§ **DATASET**

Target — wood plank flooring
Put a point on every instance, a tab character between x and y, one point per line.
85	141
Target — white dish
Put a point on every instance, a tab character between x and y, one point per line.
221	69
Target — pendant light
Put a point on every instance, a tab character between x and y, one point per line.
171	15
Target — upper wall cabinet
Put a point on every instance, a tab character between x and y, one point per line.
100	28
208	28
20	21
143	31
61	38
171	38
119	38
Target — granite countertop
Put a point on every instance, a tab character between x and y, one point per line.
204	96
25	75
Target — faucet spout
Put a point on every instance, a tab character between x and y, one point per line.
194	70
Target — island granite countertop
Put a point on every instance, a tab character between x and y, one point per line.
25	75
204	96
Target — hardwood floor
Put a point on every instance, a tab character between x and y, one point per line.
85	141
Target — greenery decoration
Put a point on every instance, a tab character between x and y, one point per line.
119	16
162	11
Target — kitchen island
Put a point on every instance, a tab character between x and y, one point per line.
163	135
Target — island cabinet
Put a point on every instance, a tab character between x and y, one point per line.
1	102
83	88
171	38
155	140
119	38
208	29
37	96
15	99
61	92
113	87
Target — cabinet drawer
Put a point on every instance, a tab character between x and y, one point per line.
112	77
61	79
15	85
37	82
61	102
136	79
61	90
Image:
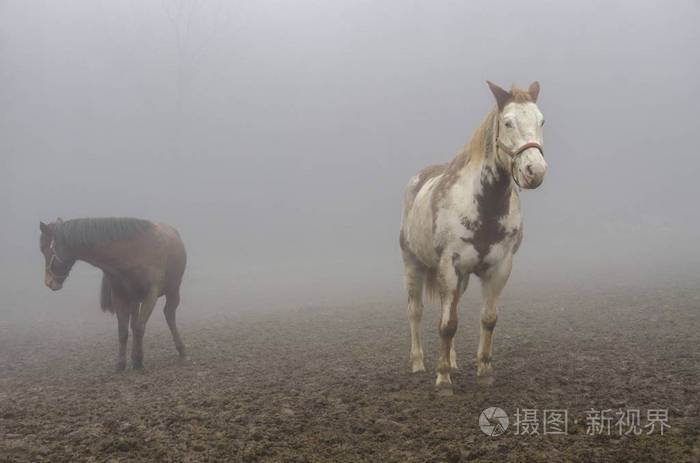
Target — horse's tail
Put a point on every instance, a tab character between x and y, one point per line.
106	295
430	286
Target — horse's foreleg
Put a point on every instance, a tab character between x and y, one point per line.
492	284
138	328
451	284
414	277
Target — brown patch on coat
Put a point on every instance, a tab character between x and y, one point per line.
493	203
477	144
428	173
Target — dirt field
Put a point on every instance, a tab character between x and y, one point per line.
333	383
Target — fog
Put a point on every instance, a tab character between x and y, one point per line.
277	137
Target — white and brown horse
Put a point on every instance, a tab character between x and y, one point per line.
140	260
464	217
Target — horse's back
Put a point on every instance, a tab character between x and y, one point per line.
416	237
176	256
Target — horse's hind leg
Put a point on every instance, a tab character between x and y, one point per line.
138	328
123	311
414	276
171	302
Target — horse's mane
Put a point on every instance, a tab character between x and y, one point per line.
89	232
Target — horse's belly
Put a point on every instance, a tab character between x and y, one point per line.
418	229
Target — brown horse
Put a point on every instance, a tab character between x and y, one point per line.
140	260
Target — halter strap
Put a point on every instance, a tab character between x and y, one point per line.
513	154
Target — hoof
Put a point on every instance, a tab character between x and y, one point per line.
416	368
485	380
444	389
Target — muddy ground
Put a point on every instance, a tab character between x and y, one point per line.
333	383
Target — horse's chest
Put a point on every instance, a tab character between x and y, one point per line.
487	231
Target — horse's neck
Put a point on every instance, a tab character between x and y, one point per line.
479	156
92	255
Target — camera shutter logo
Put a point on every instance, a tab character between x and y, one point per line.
493	421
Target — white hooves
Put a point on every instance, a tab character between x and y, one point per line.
417	367
485	380
444	388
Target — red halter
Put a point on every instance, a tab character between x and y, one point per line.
516	153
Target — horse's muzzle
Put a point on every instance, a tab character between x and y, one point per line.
52	284
533	175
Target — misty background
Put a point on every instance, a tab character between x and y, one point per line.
277	137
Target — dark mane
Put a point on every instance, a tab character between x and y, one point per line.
89	232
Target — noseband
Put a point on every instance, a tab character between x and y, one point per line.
514	154
54	257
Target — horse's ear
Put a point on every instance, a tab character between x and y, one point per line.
534	91
502	96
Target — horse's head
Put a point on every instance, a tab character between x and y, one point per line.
519	134
58	261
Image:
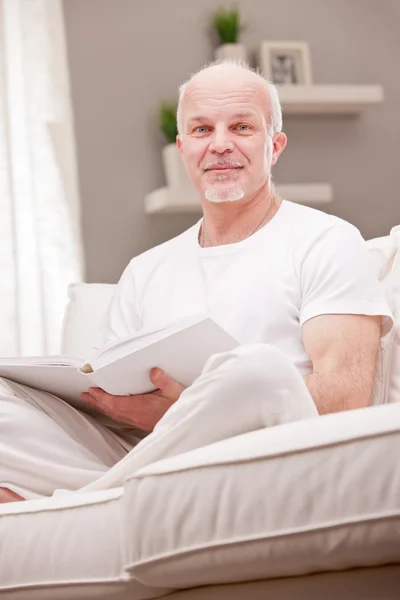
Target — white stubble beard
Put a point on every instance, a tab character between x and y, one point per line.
232	194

§ **PROBLEM TO SOLVE**
Copy the items above word for word, starting at the line containing "Target — muddy ground" and running through the end of the items, with both ends included. Leave the pictures out of your copy.

§ **COMPLETE RESPONSE**
Target — muddy ground
Put a point on every instance, a tab character between x and y, one point per line.
333	383
Target — horse's chest
Put a point on every instance, a tab character between x and y, one point per line.
487	231
Target — horse's neck
Put a point on every instance, a tab character between x and y, one point per line.
479	156
92	255
Target — camera shutter logo
Put a point on every instance, a tab character between x and y, one point per line.
493	421
Target — white hooves
Put a point on every instance, a tab character between x and y, one point per line.
417	367
485	380
444	388
Target — red halter
Put a point on every instance, a tab character between x and y, one point per line.
516	153
Target — horse's muzzle
Put a point on every instance, a tab character between x and y, one point per line.
52	284
533	175
Target — misty background
Put a point on every instance, a tab character between x and y, one point per line.
277	137
Target — dark mane
Put a point on every instance, a tab character between x and y, one point per line.
89	232
Target — noseband
Put a point on every instance, a tab character between x and y, one point per line.
514	154
54	257
Target — horse's ear
Put a point on every instance, a tab character between x and y, one point per line.
534	91
502	96
Target — horse's head
Put a point on every instance, a tab character between x and y, one point per line.
519	134
58	261
Image:
Target — white stubble beard
Put a point on every instance, a tab character between x and y, one point per line.
232	194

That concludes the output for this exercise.